### Do this:
Rewrite the records from the line with "Return the outline of every instance of the shredded" through the end of the records as a two-column CSV with the columns input and output, one row per item. Put each item's text and its answer in their own quoted fields with line breaks turned into spaces, and leave the pictures out.

(Region labeling items)
-- start --

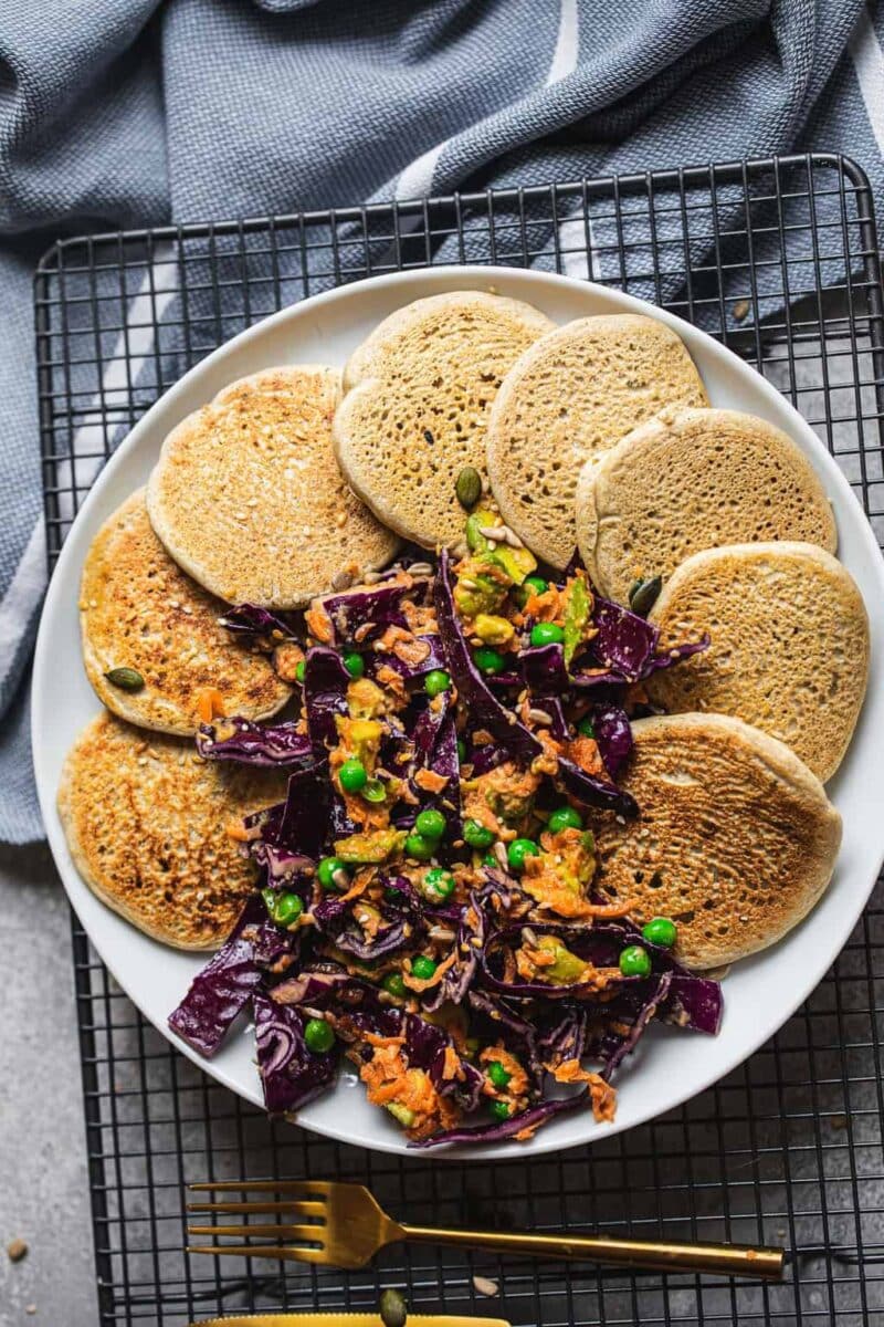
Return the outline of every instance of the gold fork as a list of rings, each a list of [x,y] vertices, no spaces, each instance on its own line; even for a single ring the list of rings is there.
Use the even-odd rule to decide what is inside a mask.
[[[224,1213],[233,1217],[305,1217],[304,1225],[270,1222],[231,1226],[188,1226],[190,1235],[241,1235],[244,1239],[286,1239],[285,1245],[204,1245],[188,1253],[237,1254],[248,1258],[282,1258],[292,1262],[318,1262],[334,1267],[364,1267],[384,1245],[399,1239],[417,1243],[461,1245],[467,1249],[496,1249],[498,1253],[534,1254],[538,1258],[588,1258],[620,1267],[655,1271],[713,1271],[726,1277],[778,1279],[783,1273],[785,1250],[746,1245],[704,1245],[615,1239],[610,1235],[533,1235],[501,1230],[444,1230],[407,1226],[388,1217],[360,1184],[323,1180],[228,1180],[220,1184],[192,1184],[201,1192],[247,1192],[289,1194],[282,1202],[191,1202],[188,1212]]]

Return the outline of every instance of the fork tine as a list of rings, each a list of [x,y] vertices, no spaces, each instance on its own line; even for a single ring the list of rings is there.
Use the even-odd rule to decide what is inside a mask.
[[[286,1212],[290,1212],[296,1217],[323,1217],[327,1208],[325,1202],[188,1202],[186,1210],[223,1212],[231,1217],[236,1217],[240,1213],[272,1217],[285,1216]]]
[[[256,1193],[301,1193],[315,1194],[325,1198],[329,1193],[329,1184],[325,1180],[213,1180],[188,1184],[188,1189],[196,1193],[209,1193],[216,1189],[219,1193],[237,1193],[253,1189]]]
[[[264,1226],[188,1226],[188,1235],[261,1235],[264,1239],[307,1239],[313,1243],[322,1245],[323,1226],[282,1226],[282,1225],[264,1225]]]
[[[273,1258],[276,1262],[327,1262],[325,1249],[277,1249],[273,1245],[191,1245],[184,1253],[208,1253],[217,1258],[232,1253],[240,1258]]]

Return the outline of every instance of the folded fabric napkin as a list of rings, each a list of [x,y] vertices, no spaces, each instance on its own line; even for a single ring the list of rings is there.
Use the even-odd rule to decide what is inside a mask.
[[[843,151],[884,199],[884,3],[0,0],[0,837],[41,836],[30,283],[60,235]]]

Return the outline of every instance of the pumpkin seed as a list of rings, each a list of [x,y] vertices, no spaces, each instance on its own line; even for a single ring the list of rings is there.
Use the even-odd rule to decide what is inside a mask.
[[[380,1291],[380,1320],[384,1327],[406,1327],[406,1318],[408,1316],[408,1304],[406,1303],[404,1295],[399,1290],[394,1290],[388,1286],[387,1290]]]
[[[457,502],[465,511],[469,511],[470,507],[474,507],[482,496],[482,476],[473,466],[464,466],[461,472],[457,475],[455,491],[457,494]]]
[[[663,589],[663,576],[651,576],[649,580],[640,580],[630,591],[630,608],[639,617],[647,617]]]
[[[111,667],[105,673],[111,686],[118,686],[121,691],[140,691],[144,678],[134,667]]]

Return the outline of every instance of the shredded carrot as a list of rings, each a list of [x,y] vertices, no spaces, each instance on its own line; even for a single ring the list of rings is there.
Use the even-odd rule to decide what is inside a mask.
[[[224,717],[224,697],[216,687],[207,686],[196,695],[196,713],[203,723]]]
[[[546,1066],[550,1068],[550,1066]],[[592,1115],[599,1123],[611,1121],[616,1111],[616,1092],[599,1074],[580,1067],[579,1060],[565,1060],[550,1070],[557,1083],[586,1083],[590,1089]]]
[[[448,783],[448,776],[436,774],[435,770],[419,770],[415,775],[415,783],[424,792],[441,792]]]

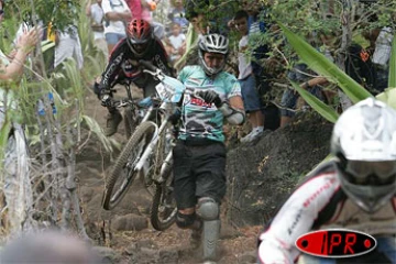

-- end --

### The solution:
input,output
"Return the outline of every instance of the shredded carrot as a list of rings, each a list of [x,y] vertices, no spaces, each instance on its own line; even for a single ring the list of rings is there. Use the even-odd rule to decide what is inside a mask.","[[[224,717],[224,697],[216,687],[207,686],[196,695],[196,713],[203,723]]] [[[546,1066],[550,1068],[550,1066]],[[592,1115],[599,1123],[611,1121],[616,1111],[616,1092],[599,1074],[580,1067],[579,1060],[565,1060],[550,1070],[557,1083],[586,1083],[590,1089]]] [[[448,783],[448,776],[436,774],[435,770],[419,770],[415,775],[415,783],[424,792],[441,792]]]"